▶ **Task prompt**: Rewrite the records from the line containing "Where can the gray" through the end of the records, keeping the requests. In the answers, rescale every point coordinate by multiplying it by 1.9 and rounding to a whole number, with halves rounded up.

-- START Data entries --

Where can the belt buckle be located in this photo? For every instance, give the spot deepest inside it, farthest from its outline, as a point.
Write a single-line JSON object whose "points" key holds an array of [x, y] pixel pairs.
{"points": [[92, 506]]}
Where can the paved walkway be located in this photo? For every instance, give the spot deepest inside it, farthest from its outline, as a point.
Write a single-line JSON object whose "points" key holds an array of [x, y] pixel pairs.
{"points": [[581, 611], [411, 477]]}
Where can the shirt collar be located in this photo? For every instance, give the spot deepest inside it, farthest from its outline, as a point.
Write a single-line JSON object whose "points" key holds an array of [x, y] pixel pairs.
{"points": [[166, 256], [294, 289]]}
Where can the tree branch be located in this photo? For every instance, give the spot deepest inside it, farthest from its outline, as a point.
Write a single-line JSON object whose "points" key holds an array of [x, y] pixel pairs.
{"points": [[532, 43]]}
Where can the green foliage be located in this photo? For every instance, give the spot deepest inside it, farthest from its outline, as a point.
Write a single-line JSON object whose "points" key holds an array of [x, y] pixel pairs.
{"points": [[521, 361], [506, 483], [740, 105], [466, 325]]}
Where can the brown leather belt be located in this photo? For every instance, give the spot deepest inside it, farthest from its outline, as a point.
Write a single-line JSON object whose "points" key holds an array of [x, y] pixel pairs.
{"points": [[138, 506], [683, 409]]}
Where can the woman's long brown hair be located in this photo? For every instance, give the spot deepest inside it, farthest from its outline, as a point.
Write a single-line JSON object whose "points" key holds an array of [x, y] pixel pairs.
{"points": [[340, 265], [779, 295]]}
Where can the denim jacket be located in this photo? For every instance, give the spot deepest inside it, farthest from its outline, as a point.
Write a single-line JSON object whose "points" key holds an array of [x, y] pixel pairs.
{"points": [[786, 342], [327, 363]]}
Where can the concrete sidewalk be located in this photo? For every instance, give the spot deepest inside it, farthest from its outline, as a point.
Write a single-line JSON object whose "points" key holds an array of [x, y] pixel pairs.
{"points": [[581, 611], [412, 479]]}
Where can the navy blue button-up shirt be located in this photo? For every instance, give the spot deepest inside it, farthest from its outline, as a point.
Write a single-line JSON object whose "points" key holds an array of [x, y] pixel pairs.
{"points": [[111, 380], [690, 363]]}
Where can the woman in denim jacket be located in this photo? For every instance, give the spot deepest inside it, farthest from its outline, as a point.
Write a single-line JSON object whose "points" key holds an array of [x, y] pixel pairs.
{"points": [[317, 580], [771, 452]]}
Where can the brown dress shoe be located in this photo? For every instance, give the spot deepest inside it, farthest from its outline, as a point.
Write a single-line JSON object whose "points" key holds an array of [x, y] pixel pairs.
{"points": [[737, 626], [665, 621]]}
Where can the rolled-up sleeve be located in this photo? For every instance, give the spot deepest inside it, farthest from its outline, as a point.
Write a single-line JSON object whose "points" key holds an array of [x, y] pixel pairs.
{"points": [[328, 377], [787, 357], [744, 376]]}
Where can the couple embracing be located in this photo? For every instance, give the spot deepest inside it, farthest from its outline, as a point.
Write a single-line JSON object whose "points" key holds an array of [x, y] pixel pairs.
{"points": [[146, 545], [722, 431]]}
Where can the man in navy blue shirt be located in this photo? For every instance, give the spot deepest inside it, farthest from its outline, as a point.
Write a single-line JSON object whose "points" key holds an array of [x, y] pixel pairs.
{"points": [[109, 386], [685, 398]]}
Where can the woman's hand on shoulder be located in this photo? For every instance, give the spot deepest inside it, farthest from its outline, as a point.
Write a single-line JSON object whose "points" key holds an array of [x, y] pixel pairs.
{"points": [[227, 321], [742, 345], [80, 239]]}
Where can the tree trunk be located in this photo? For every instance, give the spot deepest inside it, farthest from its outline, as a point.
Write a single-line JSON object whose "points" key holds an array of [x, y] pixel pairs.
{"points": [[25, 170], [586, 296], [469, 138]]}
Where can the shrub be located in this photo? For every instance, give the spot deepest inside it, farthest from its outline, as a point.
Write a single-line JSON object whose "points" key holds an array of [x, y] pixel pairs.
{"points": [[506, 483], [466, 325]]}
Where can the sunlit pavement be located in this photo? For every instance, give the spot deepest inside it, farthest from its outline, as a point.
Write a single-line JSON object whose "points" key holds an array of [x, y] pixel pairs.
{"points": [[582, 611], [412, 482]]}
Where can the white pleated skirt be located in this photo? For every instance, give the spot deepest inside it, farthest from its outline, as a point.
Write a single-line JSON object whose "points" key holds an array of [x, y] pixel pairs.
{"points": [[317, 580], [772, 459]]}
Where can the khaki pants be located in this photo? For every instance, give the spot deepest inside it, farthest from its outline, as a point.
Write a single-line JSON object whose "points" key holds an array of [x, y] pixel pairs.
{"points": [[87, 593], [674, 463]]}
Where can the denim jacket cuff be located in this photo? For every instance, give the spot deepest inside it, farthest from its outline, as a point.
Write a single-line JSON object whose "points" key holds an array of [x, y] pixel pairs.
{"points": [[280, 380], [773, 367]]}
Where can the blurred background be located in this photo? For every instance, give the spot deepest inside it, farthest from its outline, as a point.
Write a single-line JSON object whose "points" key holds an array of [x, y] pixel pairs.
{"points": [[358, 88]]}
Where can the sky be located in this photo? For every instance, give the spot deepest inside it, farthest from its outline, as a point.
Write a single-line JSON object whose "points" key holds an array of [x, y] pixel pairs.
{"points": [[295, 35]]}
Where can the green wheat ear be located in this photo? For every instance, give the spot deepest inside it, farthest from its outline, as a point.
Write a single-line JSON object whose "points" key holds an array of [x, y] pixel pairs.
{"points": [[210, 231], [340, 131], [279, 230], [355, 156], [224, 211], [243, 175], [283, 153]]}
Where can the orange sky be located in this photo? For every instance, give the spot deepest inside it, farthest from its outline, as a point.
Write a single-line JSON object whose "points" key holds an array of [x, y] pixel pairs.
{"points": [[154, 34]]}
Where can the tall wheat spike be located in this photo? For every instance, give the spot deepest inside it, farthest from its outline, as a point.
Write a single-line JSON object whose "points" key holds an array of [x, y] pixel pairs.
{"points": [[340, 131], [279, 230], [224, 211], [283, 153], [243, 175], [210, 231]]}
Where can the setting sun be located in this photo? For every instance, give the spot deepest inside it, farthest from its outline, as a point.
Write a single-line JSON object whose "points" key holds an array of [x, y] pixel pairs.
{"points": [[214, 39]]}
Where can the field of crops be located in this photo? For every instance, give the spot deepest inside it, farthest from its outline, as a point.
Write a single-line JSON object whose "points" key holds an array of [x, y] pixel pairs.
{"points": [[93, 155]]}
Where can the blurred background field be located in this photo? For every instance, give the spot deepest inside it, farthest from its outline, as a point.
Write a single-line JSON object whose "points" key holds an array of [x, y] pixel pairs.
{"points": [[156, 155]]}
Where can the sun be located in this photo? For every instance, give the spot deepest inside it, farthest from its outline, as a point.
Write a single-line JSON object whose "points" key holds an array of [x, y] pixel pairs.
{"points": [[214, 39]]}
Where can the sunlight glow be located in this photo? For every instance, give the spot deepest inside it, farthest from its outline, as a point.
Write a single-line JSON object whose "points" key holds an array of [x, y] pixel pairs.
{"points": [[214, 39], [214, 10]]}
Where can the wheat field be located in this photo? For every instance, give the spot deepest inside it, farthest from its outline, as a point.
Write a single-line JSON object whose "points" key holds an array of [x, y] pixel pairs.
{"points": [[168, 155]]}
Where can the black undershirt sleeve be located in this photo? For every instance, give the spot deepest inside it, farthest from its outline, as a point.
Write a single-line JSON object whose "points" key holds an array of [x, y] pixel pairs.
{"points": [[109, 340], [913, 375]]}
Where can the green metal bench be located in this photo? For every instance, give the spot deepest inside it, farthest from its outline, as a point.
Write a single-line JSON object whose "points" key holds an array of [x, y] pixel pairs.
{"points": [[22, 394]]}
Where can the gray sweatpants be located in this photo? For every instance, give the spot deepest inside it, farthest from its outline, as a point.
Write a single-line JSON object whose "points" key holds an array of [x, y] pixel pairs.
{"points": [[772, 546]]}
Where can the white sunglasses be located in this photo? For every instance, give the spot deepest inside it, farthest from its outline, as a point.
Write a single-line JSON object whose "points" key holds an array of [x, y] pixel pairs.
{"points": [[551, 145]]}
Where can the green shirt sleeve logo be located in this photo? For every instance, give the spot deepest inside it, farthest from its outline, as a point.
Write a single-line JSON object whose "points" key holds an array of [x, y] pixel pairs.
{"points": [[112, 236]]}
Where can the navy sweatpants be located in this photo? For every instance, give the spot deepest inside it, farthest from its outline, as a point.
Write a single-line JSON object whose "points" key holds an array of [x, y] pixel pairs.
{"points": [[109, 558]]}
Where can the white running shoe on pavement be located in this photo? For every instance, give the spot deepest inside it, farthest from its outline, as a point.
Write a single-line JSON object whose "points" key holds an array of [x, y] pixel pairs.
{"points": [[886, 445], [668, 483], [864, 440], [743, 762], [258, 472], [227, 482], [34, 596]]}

-- END Data entries --

▶ **Task output**:
Where can the gray sweatpants be located in this photo? For every instance, give the spot deepest inside it, farthest from its outline, as a point.
Write a single-line JSON object whose "points" key holds an array of [x, y] pixel pairs.
{"points": [[1467, 1037]]}
Where can the white sunglasses be located in this photo? For every instance, give the spot deepest inside it, farthest from its outline, as a point.
Write a single-line JSON object whose "points" key holds an array of [x, y] pixel pairs.
{"points": [[1047, 276]]}
Where can the green shirt sleeve logo be located in this photo? For every instance, give the spot deepest inside it, farthest from its outline, as a point.
Write a single-line JSON object whose "points" key holds an array of [x, y] pixel pairs.
{"points": [[213, 448]]}
Where can the navy sweatpants be located in this photo? For every instance, give the spot deepest inside it, farthest from its outline, as a point.
Write a single-line JSON object whose "points" key holds an array of [x, y] pixel pairs.
{"points": [[207, 1060]]}
Where can the white running shoe on pavement be located in this photo? For every instance, give the spot deepest inside it, farthest from its outline, as a point.
Write a single-line JSON object whose "points" key holds an array of [x, y] pixel pairs.
{"points": [[1683, 846], [1269, 918], [1642, 836], [1412, 1448], [490, 897], [431, 916], [65, 1132]]}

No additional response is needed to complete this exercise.